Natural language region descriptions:
- - - -
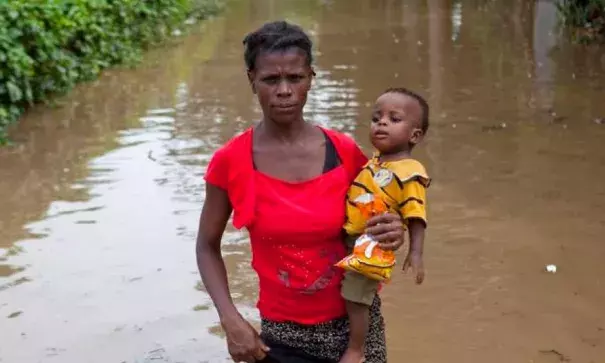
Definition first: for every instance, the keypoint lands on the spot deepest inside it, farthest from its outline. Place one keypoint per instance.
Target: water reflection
(103, 195)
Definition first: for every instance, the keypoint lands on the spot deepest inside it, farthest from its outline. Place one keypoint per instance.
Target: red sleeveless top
(295, 228)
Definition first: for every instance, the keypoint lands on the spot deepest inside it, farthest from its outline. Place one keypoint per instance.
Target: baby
(390, 181)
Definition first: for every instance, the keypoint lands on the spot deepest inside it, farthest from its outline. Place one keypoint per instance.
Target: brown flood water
(100, 198)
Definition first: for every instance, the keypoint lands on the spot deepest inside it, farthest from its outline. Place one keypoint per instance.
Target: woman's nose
(284, 88)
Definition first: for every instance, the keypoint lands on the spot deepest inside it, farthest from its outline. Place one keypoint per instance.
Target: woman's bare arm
(213, 219)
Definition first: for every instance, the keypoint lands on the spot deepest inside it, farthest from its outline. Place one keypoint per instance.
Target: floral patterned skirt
(325, 342)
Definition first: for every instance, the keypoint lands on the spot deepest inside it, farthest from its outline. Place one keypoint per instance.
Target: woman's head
(278, 58)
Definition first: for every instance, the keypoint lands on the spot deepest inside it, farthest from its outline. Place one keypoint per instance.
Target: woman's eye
(295, 79)
(271, 80)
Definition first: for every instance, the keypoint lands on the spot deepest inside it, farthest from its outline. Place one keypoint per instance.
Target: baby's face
(396, 121)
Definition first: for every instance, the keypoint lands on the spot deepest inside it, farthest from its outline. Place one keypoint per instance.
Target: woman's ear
(251, 81)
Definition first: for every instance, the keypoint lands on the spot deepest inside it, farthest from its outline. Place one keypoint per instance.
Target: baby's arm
(416, 228)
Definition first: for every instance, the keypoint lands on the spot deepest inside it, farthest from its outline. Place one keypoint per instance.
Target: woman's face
(281, 81)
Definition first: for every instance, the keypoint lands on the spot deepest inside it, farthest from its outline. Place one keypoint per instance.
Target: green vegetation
(47, 47)
(584, 18)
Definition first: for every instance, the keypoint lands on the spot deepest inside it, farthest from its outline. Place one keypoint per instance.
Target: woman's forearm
(214, 277)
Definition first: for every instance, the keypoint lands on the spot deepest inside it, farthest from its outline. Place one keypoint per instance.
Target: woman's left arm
(387, 229)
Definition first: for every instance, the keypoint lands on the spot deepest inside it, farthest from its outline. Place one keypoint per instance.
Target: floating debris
(15, 314)
(562, 357)
(501, 126)
(201, 308)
- - - -
(Goal of the exercise): Output consists of exactly the lines from the one containing "Target: woman's eye" to the end of the records above, retyped without change and with nothing extra.

(Task output):
Target: woman's eye
(295, 79)
(271, 80)
Definition first: for every instance, the keypoint lands on the spot deepest inside it, farthest from its outline. Place one keypoint per instance.
Target: baby's face
(396, 121)
Definition first: for every instance, the keypoint lands on the spot deepest inside it, farthest from its outline. Place one keypoint per instance.
Target: woman's ear
(251, 81)
Definition first: for every instance, the keypoint lands on the spot deepest inside it, farthest from its outline. Place one keypoint per instance.
Target: baby's arm
(416, 228)
Definition first: for every instance, the keypoint lands on the spot deepest inside it, farthest from its outline. Place one keypoint per instance.
Target: woman's face
(281, 81)
Definition first: for every instance, the keypoint lands on the spot deepest inside it, farthest from its outline. Place one keypoint per instance.
Target: green vegetation
(47, 47)
(584, 18)
Definition first: for every instance, the keypoint lands on the spot deepest inside it, farthest from its outline. Place one keypoint per instance.
Target: woman's forearm
(214, 277)
Definition first: for every instance, the keypoint lands on the spot deepest inside it, farthest from its outline. Place one keypoint per instance.
Target: woman's left arm
(387, 229)
Definition first: for every instance, the keypoint lands on the spot deepest inside it, farthest from its outline. Place one keypoint per instance.
Target: floating debris
(15, 314)
(562, 357)
(501, 126)
(201, 308)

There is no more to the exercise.